__Compiti da svolgere__.
(1) Elenca tutte le persone nominate nell'estratto.
(2) Secondo l'estratto, quante nuove carceri ha costruito il generale Al Sisi dal 2013?
(3) Per favore, trascrivi fedelmente il passo dell'estratto che inizia con "Il fallimento di" e termina con "vecchia classe militare.".

__Estratto__.

· · · · ·

Il fallimento di una rivoluzione
In pochi anni la rivoluzione è stata inghiottita dalle forze controrivoluzionarie degli apparati militari che hanno riportato il potere nelle loro mani. Dal 2013 ad oggi il generale Al Sisi ha costruito 13 nuovi carceri e imprigionato dai 60mila ai 100mila attivisti e dissidenti politici. Molti si chiedono come sia stato possibile che in meno di due anni tutto sia tornato come prima, o anche peggio di prima. C’è chi sostiene che una volta fatta la rivoluzione gli egiziani non avevano idea di come concretizzare politicamente le loro istanze e questo ha favorito il ritorno della vecchia classe militare.
«Non eravamo pronti politicamente? Forse è vero, ma la realtà è che non abbiamo mai avuto la possibilità di organizzarci», spiega Ahmed. Ogni istinto politico è sempre stato soffocato sul nascere. Quando Moubarak non ci riusciva con gli arresti o con le intimidazioni ci pensavano la stampa e la televisione nazionale a montare casi ad hoc per screditare il valore di un certo personaggio politico. Tuttavia, non tutto è da buttare. L’egiziano Ala Al Aswani, uno degli scrittori più conosciuti nel mondo arabo, durante la presentazione del suo ultimo libro a Roma ha detto che la rivoluzione ha creato uno spartiacque e ha cambiato radicalmente l’accezione culturale del paese.
Anche Sayed la pensa così: «Ora abbiamo maggiore consapevolezza di tante cose, prima della rivoluzione non sapevamo nemmeno cosa fossero i diritti umani. Ora c’è una nuova generazione di persone capace di imparare dalla nostra storia e dai nostri errori. Ora sappiamo come attaccare il potere militare, prima non lo sapevamo».

· · · · ·

__Elenco__.
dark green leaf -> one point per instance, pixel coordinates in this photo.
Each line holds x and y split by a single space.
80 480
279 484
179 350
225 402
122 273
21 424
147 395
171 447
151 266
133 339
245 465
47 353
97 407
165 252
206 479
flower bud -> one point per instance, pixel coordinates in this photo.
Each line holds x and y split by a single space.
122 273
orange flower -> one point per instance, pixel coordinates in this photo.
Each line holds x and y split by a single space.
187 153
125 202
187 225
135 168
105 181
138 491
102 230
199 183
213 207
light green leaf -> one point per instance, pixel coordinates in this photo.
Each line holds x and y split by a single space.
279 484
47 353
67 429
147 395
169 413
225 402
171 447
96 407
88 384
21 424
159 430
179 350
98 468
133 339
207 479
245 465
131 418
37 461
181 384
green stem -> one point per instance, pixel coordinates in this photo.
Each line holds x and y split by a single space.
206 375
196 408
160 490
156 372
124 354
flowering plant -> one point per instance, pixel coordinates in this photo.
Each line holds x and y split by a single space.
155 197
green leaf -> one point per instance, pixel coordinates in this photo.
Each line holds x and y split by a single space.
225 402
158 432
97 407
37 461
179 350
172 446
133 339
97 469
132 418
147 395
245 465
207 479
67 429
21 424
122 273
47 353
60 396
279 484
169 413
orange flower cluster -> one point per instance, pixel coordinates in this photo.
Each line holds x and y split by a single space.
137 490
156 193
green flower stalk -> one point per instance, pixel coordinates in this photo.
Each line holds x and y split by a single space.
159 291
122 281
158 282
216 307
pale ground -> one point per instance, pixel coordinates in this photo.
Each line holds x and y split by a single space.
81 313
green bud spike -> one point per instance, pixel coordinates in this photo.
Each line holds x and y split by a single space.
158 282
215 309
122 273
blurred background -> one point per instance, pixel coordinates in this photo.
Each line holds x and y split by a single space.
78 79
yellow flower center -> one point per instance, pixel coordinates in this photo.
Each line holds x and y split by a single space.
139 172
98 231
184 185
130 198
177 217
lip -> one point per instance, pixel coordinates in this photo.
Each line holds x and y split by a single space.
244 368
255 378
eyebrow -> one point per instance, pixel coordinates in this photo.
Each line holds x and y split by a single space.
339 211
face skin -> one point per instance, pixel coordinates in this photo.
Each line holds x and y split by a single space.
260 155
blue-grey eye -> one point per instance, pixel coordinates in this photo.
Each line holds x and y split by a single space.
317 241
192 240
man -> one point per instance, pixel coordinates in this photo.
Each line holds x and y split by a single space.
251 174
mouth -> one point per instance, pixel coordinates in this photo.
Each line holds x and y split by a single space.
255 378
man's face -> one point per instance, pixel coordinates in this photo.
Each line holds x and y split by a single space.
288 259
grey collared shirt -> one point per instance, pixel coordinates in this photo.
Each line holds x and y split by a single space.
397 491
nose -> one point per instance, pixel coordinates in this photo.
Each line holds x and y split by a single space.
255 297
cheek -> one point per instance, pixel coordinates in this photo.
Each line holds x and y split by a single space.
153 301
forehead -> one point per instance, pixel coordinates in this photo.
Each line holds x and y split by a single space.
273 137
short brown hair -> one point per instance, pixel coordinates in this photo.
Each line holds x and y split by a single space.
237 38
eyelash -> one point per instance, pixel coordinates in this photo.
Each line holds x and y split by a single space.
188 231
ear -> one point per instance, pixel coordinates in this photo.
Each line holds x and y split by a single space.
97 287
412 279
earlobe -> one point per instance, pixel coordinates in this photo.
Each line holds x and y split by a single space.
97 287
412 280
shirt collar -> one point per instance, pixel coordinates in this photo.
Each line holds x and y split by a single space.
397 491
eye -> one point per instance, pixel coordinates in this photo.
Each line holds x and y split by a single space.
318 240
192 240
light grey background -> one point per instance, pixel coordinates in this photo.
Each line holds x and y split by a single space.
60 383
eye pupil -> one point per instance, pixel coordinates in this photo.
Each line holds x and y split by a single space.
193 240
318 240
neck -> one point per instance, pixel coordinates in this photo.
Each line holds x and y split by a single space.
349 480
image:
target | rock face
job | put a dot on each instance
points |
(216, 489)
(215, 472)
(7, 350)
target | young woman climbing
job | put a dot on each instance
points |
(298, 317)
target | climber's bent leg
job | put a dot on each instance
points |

· · · · ·

__Risposte ai compiti__.
(1)
Al Sisi
Ahmed
Moubarak
Ala Al Aswani
Sayed

(2) 13

(3)
Il fallimento di una rivoluzione
In pochi anni la rivoluzione è stata inghiottita dalle forze controrivoluzionarie degli apparati militari che hanno riportato il potere nelle loro mani. Dal 2013 ad oggi il generale Al Sisi ha costruito 13 nuovi carceri e imprigionato dai 60mila ai 100mila attivisti e dissidenti politici. Molti si chiedono come sia stato possibile che in meno di due anni tutto sia tornato come prima, o anche peggio di prima. C’è chi sostiene che una volta fatta la rivoluzione gli egiziani non avevano idea di come concretizzare politicamente le loro istanze e questo ha favorito il ritorno della vecchia classe militare.